§ The tasks:
A: Render the sentence "There’s a paradox involved with Norfolk birding." from the Norfolk birding passage below into Spanish.
B: Carry on the account of birding at Holkham below, picking up after its final sentence.

§ Passage:
+--
Monday, 7 December 2009

Morelarks?

There’s a paradox involved with Norfolk birding. Simultaneously it manages to be both heaven and hell, as I discovered once again at Holkham. Down in the gap, reddish saltings and weak winter sunshine stretched off into the horizon, bracketed by dunes and contrasted with the dark, brooding presence of Holkham pines. 5, 10 and then up to 14 Shorelarks were showing in the dunes, saltings and fringe vegetation. At point blank range, this flock of one of the best species ever, crawled, shuffled and ran towards me in perfect light.

And Norfolk is hell.
Hysterical dog owners letting their privileged pooches run amok through pipit flocks, brightly clothed walkers shouting at people only a metre away and walking between the Shorelarks and me. And a fact so horrendous my brain refuses to acknowledge it.

I didn’t have my camera.

Only videoscoping with the compact.


All thoughts of ageing and sexing go out the window- my brain turned to sludge, tongue hanging out, just ogling the sheer beauty and charisma of the species. Everybody knows that larks are essentially variations on brown and grey streaking. Shorelark are a cut above though; they’re smoother, cleaner and more smartly streaked and have that exotic bandit mask on yellow face.

And I didn’t take my camera. And it hurts. A lot.

Thousands of scoter swirled off shore, a ticker tape flock of black ducks that perspective shredded in the offshore wind farms. 3 Red-breasted Mergansers lurked looking like the disreputable cousins of Goosander, whilst Red-throated Divers achieved the precise count of “plentiful”. The gloomy pines were typically bird free and walker busy, whilst the grazing marsh by Lady Anne’s drive held a large flock of bean-less Pink-feet Geese.
+--
§ Given information:
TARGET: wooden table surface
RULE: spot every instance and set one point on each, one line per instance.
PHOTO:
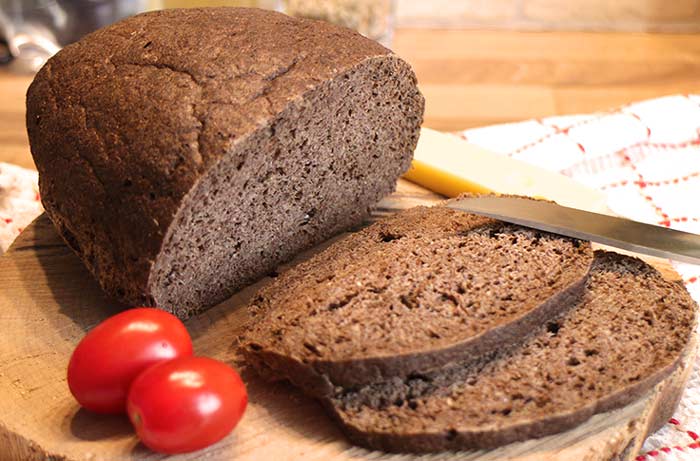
(474, 78)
+--
§ The results:
A: Hay una paradoja en la observación de aves en Norfolk.

B:
A race against the light ensued- to get to Dersingham bog before dusk did. Already the light had lost the spirit of earlier and was gradually succumbing to clouds. Dersingham works well in low light levels though; it feels vaguely prehistoric with the amounts of silver birch and bracken, enhanced by darker skies and shadow. A Great Grey Shrike (ably located by Daniel Trim) perched on the exposed branches of a tree, butchering a vole in its larder with morbid intent. To normal people this is quite grim, to me it was fascinating to see the classic, text book shrike behaviour with something more then a bee.

Do they do Darwin awards for Chaffinches?

Saturday, 21 November 2009

bRambling (14-15/11/09)

“Strongest winds of the year, batter southern England…” Said the media. As they do every year with the same sentence in the same conditions. It’s always a let down. Admittedly the weather was awful- unremitting Payne’s grey clouds hung with the threat of rain over bronzed Beech trees, whilst wind whipped through the cracks in the regimented conifer stands, depositing deciduous leaves and beech mast on the floor.
Orange on green.
Weather like this remains resolutely refreshing, blasting out the cobwebs of a slightly too-late night before. It serves to petrify the dog walking classes who paid attention to the media and stayed away from the danger of trees blowing over and being drowned by gale force rain. Clearly the most sensible thing to be doing was to be wandering around Thetford forest for finches…

Bramblings. Forced by the weather into the denuded branches of a sheltered Hawthorn thicket, the puffed out white breast catches the eye first. Steadily increasing the magnification reveals the subtle details, the orange back and flanks, the grey head with the black detailing. Dark skies filter the colour, until they glow with beacon like intensity out of the dark light.
They flit from bush to bush, but mostly they sit, preen and stare at the rain. It’s hard to guess at numbers, certainly not the several hundred reported of the week before, certainly the biggest flock I’ve ever seen. I’m not mathematical; numbers barely mean anything to me (statistics even less) so I leave it in the upper double figures. A monster of a flock.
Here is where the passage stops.